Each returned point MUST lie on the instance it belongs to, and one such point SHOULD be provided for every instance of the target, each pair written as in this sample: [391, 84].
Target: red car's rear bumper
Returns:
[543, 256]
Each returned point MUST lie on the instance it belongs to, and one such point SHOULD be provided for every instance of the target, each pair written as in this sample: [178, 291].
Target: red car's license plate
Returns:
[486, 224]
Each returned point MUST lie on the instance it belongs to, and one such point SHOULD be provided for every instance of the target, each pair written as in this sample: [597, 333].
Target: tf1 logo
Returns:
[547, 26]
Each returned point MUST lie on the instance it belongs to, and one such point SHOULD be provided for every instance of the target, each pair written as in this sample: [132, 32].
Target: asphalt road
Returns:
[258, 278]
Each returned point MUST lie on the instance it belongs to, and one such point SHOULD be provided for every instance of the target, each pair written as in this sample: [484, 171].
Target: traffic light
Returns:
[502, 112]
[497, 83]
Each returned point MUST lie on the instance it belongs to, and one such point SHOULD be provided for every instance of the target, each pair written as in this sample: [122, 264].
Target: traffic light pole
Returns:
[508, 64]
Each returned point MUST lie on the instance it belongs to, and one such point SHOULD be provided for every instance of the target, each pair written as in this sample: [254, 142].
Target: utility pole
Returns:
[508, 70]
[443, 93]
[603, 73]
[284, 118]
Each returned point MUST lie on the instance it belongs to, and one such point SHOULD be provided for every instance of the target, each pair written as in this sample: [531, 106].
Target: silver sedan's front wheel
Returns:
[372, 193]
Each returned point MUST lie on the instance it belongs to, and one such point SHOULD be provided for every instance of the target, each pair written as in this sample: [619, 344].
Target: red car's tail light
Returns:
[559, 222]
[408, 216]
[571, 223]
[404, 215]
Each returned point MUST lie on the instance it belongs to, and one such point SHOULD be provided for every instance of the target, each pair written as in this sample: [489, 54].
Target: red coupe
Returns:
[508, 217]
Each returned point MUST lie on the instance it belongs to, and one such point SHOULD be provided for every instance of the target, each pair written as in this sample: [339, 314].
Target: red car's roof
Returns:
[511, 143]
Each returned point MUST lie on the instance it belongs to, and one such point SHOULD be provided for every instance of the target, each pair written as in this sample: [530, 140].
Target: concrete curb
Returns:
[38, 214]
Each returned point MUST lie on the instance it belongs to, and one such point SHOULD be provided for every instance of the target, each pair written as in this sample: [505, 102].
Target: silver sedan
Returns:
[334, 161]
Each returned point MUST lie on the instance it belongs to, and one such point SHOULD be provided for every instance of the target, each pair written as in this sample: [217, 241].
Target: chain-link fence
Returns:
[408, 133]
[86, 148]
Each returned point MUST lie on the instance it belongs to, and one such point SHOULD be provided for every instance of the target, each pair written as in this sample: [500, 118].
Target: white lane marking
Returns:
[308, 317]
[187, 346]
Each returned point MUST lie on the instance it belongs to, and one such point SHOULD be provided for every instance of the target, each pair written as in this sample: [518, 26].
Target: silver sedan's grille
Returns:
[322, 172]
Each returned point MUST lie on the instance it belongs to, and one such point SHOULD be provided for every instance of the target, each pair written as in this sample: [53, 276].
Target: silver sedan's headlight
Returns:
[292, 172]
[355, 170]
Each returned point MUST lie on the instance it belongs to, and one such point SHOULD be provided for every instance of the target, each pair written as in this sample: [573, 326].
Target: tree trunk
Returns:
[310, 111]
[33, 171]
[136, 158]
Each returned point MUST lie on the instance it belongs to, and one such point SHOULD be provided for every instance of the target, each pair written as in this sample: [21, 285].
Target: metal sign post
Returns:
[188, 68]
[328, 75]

**Problem to solve:**
Please lay out all of the data above as a two-column CSV with the columns input and output, one row for each text and its answer. Put each text and each answer in a single quoted field, with line breaks replaced by spaces.

**Answer to this exercise:**
input,output
"Each returned point MUST lie on the instance it belongs to, and one such point SHOULD be provided for every instance of the target, each pair written as in this sample: [391, 84]. Target: red car's rear bumper Returns:","[543, 256]"
"Each returned point MUST lie on the instance it belongs to, and one such point SHOULD be provided for every instance of the target, each pair written as in this sample: [178, 291]. Target: red car's license plate Returns:","[486, 224]"
"Each returned point MUST lie on the instance it belongs to, and one such point SHOULD be provided for every instance of the target, each pair written as in this sample: [597, 333]. Target: tf1 logo Returns:","[547, 26]"
"Each returned point MUST lie on the instance it belongs to, and one such point SHOULD be provided for every instance of the target, each pair written as in this sample: [132, 32]. Target: asphalt road Returns:","[258, 278]"
"Each returned point MUST lie on the instance it belongs to, and one such point SHOULD be provided for every instance of the target, each pair written as in this sample: [484, 171]. Target: traffic light Returns:","[502, 112] [497, 83]"
"Each returned point MUST lie on the instance it belongs to, and one such point SHOULD be provided for every instance of the target, each pair written as in this sample: [122, 264]. Target: traffic light pole Returns:","[508, 64]"
"Each returned point MUST lie on the instance it belongs to, and one such point SHOULD be provided for every instance of the target, each pair written as in this sample: [254, 142]. Target: utility pole Returns:","[508, 70] [443, 93] [603, 73] [284, 118]"
"Each returned point MUST lie on the instance it belongs to, and one such point SHOULD be provided for every instance of the target, each pair written as in this sample: [531, 106]. Target: silver sedan's front wheel Returns:","[372, 193]"
"Each returned point MUST lie on the instance it belongs to, and one such point SHOULD be provided for every instance of the target, each pair written as in this sample: [619, 344]. Target: red car's tail light Returns:","[559, 222] [408, 216] [571, 223] [404, 215]"
"Each returned point MUST lie on the instance it belongs to, and one such point SHOULD be provided for every instance of the target, each pair written as in this sample: [489, 54]. Target: red coupe Returns:","[508, 217]"
"Each returned point MUST lie on the instance it belongs to, and one such point SHOULD be provided for every instance of the target, each pair written as in this sample: [339, 314]. Target: red car's roof Returns:","[511, 143]"
"Each returned point MUST lie on the instance it belongs to, and one such point SHOULD be provided for every instance of the target, each pair written as in this sample: [530, 140]. Target: concrete curb Returns:","[38, 214]"
"Each returned point MUST lie on the instance it belongs to, and one such point SHOULD be provided for every instance of the target, each pair written as in this sample: [505, 102]. Target: silver sedan Returns:","[334, 161]"
"Each returned point MUST lie on the instance it belongs to, and one such point SHOULD be provided for every instance of the target, each pair written as in this sample: [217, 241]. Target: chain-link fence Returns:","[408, 133] [86, 148]"
"Each returned point MUST lie on the instance it belongs to, and one such point SHOULD be provided for every instance of the target, each pair written as in this sample: [500, 118]. Target: white lane marking Returns:","[308, 317] [187, 346]"
"Each returned point MUST lie on the instance it belongs to, and one such point SHOULD be provided for every instance of the target, each pair written as in this sample: [518, 26]. Target: silver sedan's grille Returns:","[322, 172]"
"Each returned point MUST lie on the instance it belongs to, and one such point SHOULD be provided for every instance of the target, each pair written as in this sample: [53, 276]. Target: silver sedan's headlight Returns:","[292, 172] [355, 170]"
"Each returned point MUST lie on the instance it belongs to, and one such point SHOULD be provided for every instance of the target, each pair written as in this sample: [573, 326]. Target: tree trunk Returns:","[310, 111] [33, 171] [136, 158]"
"Each returned point MUST lie on the instance it belongs to, and one such point SHOULD be provided for every instance of the target, each pair written as in this sample: [21, 285]. Target: metal sign post Returns:","[188, 68] [328, 75]"